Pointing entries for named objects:
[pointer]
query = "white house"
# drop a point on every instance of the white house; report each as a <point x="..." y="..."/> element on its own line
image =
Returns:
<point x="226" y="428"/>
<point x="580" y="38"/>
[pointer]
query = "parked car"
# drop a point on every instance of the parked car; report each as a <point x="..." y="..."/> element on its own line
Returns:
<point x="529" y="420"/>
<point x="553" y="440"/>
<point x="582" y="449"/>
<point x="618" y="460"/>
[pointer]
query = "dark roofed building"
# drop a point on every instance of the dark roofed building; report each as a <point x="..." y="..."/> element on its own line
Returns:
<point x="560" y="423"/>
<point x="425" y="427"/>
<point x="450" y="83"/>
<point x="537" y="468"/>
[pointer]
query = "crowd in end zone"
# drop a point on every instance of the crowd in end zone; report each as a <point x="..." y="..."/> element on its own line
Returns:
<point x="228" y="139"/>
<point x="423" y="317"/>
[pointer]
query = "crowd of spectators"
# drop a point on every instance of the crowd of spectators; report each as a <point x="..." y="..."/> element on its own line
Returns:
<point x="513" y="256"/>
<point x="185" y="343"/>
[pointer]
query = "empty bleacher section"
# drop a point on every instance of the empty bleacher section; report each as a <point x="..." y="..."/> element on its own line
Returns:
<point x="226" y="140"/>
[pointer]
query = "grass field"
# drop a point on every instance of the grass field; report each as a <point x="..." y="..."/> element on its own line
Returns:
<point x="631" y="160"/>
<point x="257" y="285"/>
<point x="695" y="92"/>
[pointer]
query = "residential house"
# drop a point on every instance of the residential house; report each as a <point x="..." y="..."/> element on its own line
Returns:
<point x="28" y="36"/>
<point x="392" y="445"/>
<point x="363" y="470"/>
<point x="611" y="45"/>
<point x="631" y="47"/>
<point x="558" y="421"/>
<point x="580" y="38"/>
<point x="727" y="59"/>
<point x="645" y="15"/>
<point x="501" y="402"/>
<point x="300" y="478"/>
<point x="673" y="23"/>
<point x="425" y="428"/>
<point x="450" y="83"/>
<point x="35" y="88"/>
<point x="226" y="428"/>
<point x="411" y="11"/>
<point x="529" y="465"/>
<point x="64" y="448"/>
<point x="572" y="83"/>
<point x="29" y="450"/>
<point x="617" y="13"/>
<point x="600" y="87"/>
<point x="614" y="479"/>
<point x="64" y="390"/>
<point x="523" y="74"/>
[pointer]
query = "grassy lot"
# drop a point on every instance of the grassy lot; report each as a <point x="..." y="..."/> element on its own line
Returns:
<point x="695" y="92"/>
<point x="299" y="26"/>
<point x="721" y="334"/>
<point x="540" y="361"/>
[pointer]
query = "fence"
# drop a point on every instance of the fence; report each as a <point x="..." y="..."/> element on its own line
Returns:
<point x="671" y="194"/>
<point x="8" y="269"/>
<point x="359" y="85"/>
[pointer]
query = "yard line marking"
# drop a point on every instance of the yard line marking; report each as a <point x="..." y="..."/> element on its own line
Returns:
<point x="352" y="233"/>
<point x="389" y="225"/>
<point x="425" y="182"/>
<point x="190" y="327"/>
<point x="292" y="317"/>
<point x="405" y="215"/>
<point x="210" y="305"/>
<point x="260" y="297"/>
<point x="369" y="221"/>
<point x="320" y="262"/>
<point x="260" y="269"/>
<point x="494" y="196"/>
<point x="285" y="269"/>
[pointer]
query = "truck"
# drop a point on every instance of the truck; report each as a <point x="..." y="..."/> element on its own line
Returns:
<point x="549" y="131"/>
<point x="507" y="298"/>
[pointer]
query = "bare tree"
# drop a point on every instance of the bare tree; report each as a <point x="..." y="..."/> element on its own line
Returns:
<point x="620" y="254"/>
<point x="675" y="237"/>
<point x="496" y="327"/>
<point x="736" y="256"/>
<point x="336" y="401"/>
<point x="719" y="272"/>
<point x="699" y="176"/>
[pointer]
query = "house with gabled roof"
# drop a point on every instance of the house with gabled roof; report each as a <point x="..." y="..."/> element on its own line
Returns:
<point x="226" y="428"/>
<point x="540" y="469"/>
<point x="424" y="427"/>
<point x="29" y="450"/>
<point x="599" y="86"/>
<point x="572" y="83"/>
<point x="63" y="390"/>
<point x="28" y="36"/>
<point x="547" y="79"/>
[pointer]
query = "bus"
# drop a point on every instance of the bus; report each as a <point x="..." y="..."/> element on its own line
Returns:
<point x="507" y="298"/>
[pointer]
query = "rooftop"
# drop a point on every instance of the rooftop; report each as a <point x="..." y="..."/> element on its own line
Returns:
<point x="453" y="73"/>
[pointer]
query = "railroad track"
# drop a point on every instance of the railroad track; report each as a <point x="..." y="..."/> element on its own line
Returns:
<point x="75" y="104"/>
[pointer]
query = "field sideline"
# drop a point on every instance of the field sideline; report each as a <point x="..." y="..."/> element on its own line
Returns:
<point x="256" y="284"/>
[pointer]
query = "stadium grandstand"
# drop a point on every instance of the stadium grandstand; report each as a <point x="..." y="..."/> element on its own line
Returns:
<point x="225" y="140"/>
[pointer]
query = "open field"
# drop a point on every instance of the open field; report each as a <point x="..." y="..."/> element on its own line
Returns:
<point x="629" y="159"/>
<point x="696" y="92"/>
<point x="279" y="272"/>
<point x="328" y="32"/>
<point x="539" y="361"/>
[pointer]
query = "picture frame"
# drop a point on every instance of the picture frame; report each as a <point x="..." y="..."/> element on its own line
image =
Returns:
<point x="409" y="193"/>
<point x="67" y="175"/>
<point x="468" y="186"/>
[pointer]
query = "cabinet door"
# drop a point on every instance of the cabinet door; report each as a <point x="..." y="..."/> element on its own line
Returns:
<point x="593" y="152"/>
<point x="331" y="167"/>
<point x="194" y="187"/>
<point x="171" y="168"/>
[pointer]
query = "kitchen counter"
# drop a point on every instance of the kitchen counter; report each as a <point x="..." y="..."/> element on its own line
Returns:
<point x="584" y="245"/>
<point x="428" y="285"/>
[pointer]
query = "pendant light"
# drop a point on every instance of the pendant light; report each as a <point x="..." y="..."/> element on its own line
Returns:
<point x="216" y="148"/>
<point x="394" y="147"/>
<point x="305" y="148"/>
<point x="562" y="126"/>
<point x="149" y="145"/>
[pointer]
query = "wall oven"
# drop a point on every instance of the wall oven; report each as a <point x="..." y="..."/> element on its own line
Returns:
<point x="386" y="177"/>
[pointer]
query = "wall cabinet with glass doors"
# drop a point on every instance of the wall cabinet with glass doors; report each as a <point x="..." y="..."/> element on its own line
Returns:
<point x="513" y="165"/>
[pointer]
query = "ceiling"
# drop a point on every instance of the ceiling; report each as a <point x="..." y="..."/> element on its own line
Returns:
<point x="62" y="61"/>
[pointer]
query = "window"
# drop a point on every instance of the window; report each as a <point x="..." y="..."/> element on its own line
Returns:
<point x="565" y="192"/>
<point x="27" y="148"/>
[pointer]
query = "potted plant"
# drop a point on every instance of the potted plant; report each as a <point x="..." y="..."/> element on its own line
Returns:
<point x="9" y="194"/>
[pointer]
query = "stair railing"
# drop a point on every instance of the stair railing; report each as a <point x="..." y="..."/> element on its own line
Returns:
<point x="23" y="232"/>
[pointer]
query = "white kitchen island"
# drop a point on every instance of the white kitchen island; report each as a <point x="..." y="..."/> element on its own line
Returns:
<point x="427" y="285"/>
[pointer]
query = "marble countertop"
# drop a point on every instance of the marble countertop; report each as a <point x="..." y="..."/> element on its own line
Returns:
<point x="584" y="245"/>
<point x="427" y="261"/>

TASK PROMPT ▸ Return every line of the rows that contains the word "roofed".

PROBLEM SOLUTION ▸
query = "dark roofed building"
# drop a point on every instance of the dark roofed building; report each as a <point x="..." y="..."/> element on its own line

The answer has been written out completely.